> _AANGELEVERDE TEKST_
Volgens paragraaf 3.1.1 van de Richtlijnen van de minister van Justitie van Sint Maarten met betrekking tot de toepassing van de LTU en het Toelatingsbesluit van mei 2012 (hierna: de Richtlijnen) dienen aanvragen voor eerste toelating tot Sint Maarten in principe in het buitenland te worden afgewacht. In het geval de vreemdeling reeds illegaal in het land verblijft, kan zijn aanvraag worden afgewezen op grond van artikel 9 van de LTU, tenzij er goede gronden door de aanvrager worden aangevoerd, aldus die passage.
3.
Aan de afwijzing heeft de minister ten grondslag gelegd dat de vreemdeling niet aan het zogenoemde uitlandigheidsvereiste, gesteld in paragraaf 3.1.1. van de Richtlijnen, voldoet.
4.
De vreemdeling betoogt dat het Gerecht heeft miskend dat hij aan alle vereisten voor verlening van een vergunning tot tijdelijk verblijf voldoet en de minister ten onrechte artikel 9, eerste lid, aanhef en onder a van de Ltu aan de afwijzing ten grondslag heeft gelegd, nu het uitlandigheidsvereiste slechts van procedurele aard is.

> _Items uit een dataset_

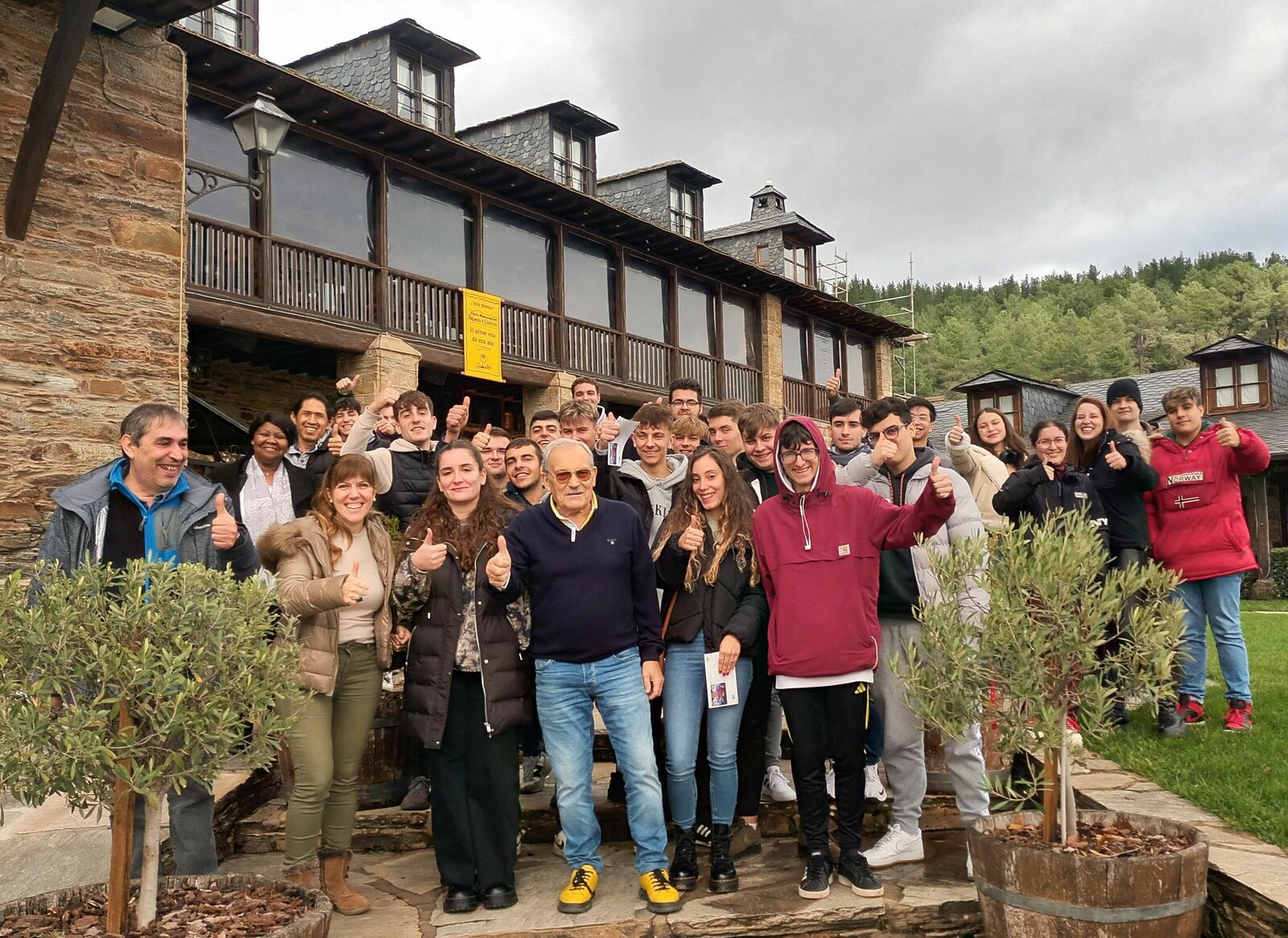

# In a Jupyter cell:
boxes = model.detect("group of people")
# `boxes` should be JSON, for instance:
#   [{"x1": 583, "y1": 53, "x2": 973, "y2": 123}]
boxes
[{"x1": 40, "y1": 366, "x2": 1269, "y2": 915}]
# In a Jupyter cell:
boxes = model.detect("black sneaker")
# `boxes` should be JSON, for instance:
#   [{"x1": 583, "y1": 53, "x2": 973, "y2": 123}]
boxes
[
  {"x1": 836, "y1": 849, "x2": 885, "y2": 899},
  {"x1": 398, "y1": 775, "x2": 429, "y2": 811},
  {"x1": 796, "y1": 853, "x2": 832, "y2": 899}
]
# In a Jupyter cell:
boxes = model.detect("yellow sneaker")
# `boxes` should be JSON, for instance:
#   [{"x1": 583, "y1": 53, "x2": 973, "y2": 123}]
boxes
[
  {"x1": 558, "y1": 863, "x2": 600, "y2": 915},
  {"x1": 640, "y1": 867, "x2": 680, "y2": 915}
]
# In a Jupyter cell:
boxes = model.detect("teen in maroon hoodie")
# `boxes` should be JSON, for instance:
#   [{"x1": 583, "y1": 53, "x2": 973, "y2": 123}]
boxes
[{"x1": 752, "y1": 417, "x2": 956, "y2": 899}]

> _UIT TE VOEREN_
Vat de passage over het uitlandigheidsvereiste samen in twee zinnen.

> _UITWERKING OPDRACHT_
Volgens paragraaf 3.1.1 van de Richtlijnen moeten aanvragen voor eerste toelating tot Sint Maarten in principe in het buitenland worden afgewacht, en kan de aanvraag van een vreemdeling die al illegaal in het land verblijft op grond van artikel 9 van de LTU worden afgewezen, tenzij hij goede gronden aanvoert; de minister heeft de afwijzing erop gebaseerd dat de vreemdeling niet aan dit uitlandigheidsvereiste voldoet. De vreemdeling betoogt dat het Gerecht heeft miskend dat hij aan alle vereisten voor een vergunning tot tijdelijk verblijf voldoet, en dat de minister artikel 9, eerste lid, aanhef en onder a van de LTU ten onrechte aan de afwijzing ten grondslag heeft gelegd, omdat het uitlandigheidsvereiste slechts van procedurele aard is.